(Records from a dataset)

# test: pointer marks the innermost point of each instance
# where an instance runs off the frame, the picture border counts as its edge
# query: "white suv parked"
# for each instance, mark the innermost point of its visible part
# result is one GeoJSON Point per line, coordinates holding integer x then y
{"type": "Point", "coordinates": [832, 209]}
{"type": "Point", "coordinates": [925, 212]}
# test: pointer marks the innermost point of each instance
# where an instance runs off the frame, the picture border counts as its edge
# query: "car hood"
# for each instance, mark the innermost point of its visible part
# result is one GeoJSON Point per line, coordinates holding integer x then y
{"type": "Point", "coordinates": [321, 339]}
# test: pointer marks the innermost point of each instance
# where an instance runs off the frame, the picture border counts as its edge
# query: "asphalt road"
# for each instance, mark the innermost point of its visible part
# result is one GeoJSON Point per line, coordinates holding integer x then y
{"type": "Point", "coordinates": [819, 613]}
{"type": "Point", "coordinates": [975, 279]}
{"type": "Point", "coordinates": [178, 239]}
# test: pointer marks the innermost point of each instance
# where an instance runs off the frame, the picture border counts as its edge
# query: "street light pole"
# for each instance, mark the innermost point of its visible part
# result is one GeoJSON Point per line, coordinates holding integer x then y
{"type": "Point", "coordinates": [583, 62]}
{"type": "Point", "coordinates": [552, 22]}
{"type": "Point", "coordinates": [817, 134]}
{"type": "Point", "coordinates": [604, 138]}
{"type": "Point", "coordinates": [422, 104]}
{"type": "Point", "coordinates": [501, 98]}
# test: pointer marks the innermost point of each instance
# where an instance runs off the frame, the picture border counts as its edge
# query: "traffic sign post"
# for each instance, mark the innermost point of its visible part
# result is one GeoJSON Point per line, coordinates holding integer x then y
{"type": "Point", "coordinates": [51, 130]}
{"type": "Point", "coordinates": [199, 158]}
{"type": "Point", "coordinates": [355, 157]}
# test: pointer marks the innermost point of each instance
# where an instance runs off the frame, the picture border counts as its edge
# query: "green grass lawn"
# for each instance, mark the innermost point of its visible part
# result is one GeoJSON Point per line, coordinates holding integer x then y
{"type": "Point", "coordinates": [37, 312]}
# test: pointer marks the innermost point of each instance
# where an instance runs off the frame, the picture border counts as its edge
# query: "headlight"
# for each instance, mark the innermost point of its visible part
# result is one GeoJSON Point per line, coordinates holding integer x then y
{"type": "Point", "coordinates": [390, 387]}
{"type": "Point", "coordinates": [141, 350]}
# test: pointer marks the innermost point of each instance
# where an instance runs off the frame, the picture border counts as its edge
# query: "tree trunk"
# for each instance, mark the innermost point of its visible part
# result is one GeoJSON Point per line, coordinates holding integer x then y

* **WRITTEN PROBLEM**: Output all records verbatim.

* **THE OUTPUT**:
# test: pointer marks the innermost point of each instance
# where an instance runs off the frame, the picture border counts as its edge
# query: "white suv parked"
# for each instance, mark the innermost point of its visible part
# result is one GeoJSON Point per line, coordinates holding integer x then y
{"type": "Point", "coordinates": [832, 209]}
{"type": "Point", "coordinates": [925, 212]}
# test: pointer marks the innermost point of each instance
# where an instance runs off the frame, the picture border counts as its edge
# query: "car hood"
# for each instance, mark the innermost point of its visible part
# result is one GeoJSON Point per line, coordinates holding integer x then y
{"type": "Point", "coordinates": [321, 339]}
# test: pointer marks the innermost point of each instance
# where an instance runs off the frame, the picture border counts as its edge
# query: "asphalt road"
# for each instance, mark the innermost point of its visible part
# result is one GeoJSON Point per line, coordinates holding integer x then y
{"type": "Point", "coordinates": [819, 613]}
{"type": "Point", "coordinates": [975, 279]}
{"type": "Point", "coordinates": [178, 239]}
# test: pointer marks the innermost point of each instance
# where an instance runs off the frame, the picture border counts as its edge
# query: "street light pole"
# for each instance, mark the innermost point of its visible part
# result is one GeoJSON Point per line, coordinates holding integer x then y
{"type": "Point", "coordinates": [583, 62]}
{"type": "Point", "coordinates": [552, 22]}
{"type": "Point", "coordinates": [817, 134]}
{"type": "Point", "coordinates": [604, 138]}
{"type": "Point", "coordinates": [422, 104]}
{"type": "Point", "coordinates": [501, 98]}
# test: pointer marks the innermost point of each instance
# where an instance runs off the frame, the picture border counts as its edge
# query: "traffic sign post"
# for each instance, mark the innermost point of its visible part
# result is one GeoJSON Point per line, coordinates holding integer x then y
{"type": "Point", "coordinates": [51, 130]}
{"type": "Point", "coordinates": [199, 158]}
{"type": "Point", "coordinates": [355, 157]}
# test: pointer marks the innermost point of each instance
# where an instance runs off the frame, the picture border counts as its edge
# query: "green grass lawn"
# for each instance, mark the innermost point of its visible part
# result is one GeoJSON Point per line, coordinates holding integer x then y
{"type": "Point", "coordinates": [37, 312]}
# test: pointer marks the innermost point of each instance
# where an instance runs off the frame, the picture border counts as its edge
# query: "headlight"
# for each instance, mark the innermost point of its visible part
# result is one GeoJSON Point per line, coordinates holding integer x then y
{"type": "Point", "coordinates": [390, 387]}
{"type": "Point", "coordinates": [141, 350]}
# test: pointer marks the innermost point of each instance
# where an instance runs off the frame, the picture border counts as its edge
# query: "tree trunk"
# for each instance, mark the innermost point of its visible part
# result is one GeoJSON Point per line, coordinates holding integer x then y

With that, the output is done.